**Extract provided**
Could a patient take your DNA to a crime scene?

7 minute read

Advances in technology mean we’re better at detecting DNA evidence – including from people whose cells hitched a ride on someone else.

California, 2012: a late-night home invasion goes terribly wrong, as millionaire Silicon Valley venture capitalist Raveesh ‘Ravi’ Kumra asphyxiates because of the packaging tape the intruders used to cover his mouth.

Several kilometres away, 26-year-old Lukis Anderson lies unconscious in the Santa Clara Valley Medical Center after being collected by paramedics. He has a blood alcohol level five times the legal limit, and was on 15-minute watch by medical staff because of his intoxication level.  

Despite his seemingly ironclad alibi, Anderson was arrested on charges in association with Kumra’s death. He faced the possibility of the death penalty – all because his DNA was found on the victim’s fingernails.

The authorities later revealed that Anderson was “stone cold drunk” at the time of the murder-robbery. The same paramedics who delivered Anderson to the hospital later attended to Kumra and, it’s now thought, transferred Anderson’s genetic material onto the dead man.

In the investigation that followed, the ambulance service stressed they had the highest standards for cleanliness, including glove changes and sanitising vehicles. Deputy district attorney Kevin Smith told media group KPIX 5 he had no idea how it happened.

**Work instruction 1**
In one to three sentences, explain from the article on DNA transfer why Lukis Anderson was arrested in connection with Raveesh Kumra's death despite his alibi.
**Work instruction 2**
Please pick up the article on DNA transfer where its last sentence ends and keep writing.
You won't need the listing that follows for anything here.

**Stored data**
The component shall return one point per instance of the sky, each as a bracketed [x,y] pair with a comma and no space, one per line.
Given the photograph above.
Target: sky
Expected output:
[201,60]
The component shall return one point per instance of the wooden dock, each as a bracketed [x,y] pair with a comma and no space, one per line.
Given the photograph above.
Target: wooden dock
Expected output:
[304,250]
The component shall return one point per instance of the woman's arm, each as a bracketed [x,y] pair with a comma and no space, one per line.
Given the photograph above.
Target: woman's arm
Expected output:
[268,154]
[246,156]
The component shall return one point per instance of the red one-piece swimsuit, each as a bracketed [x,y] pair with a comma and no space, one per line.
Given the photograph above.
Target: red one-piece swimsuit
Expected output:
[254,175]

**Task answer 1**
Anderson was arrested because his DNA was found on Kumra's fingernails. It is now thought that the paramedics who took Anderson to the hospital later attended to Kumra and transferred Anderson's genetic material onto him.

**Task answer 2**
“It could be as simple as their bodies and their clothes coming into contact with Mr Anderson and then also Mr Kumra,” Smith said.

But this isn’t just a once-off curio. Forensic scientist Dr Georgina Meakin told The Medical Republic that anyone’s DNA, including that of medical professionals, could inadvertently wind up at a crime scene.

Dr Meakin consults on cases in Australia, UK, USA and Canada, and was the forensic scientist on the team that re-examined the evidence in a case for the BBC2: The Chillenden Murders’ documentary about a brutal double murder in England.

She’s particularly interested in deducing how DNA and other trace evidence can be transferred to – and recovered from – locations the person never visited.

“When you’re interpreting DNA at a crime scene or from an exhibit within a crime scene, it’s so important to try to establish whether that DNA was deposited directly – that is, by someone who was involved in the crime – or whether it got there indirectly. That’s where my research comes in,” says Dr Meakin, also a senior lecturer at the University of Technology Sydney.

Despite the enormity of the possible ramifications, DNA transfer is not a widely understood phenomenon, Dr Meakin adds.

DNA profiling was invented in the mid-1980s, when it was discovered that variations in individuals’ DNA could be used like fingerprints. But the technology required a large sample – such as a visible blood or semen stain – so it seemed implausible that the person wasn’t present.

“Then in 1997, two scientists at Victoria Police published a paper in Nature that showed if you touch something, you leave DNA and that can be detected,” Dr Meakin says. “They also showed that if you handled an object that someone else had handled, you could transfer on that DNA – so they were the first to show this concept of indirect DNA transfer.”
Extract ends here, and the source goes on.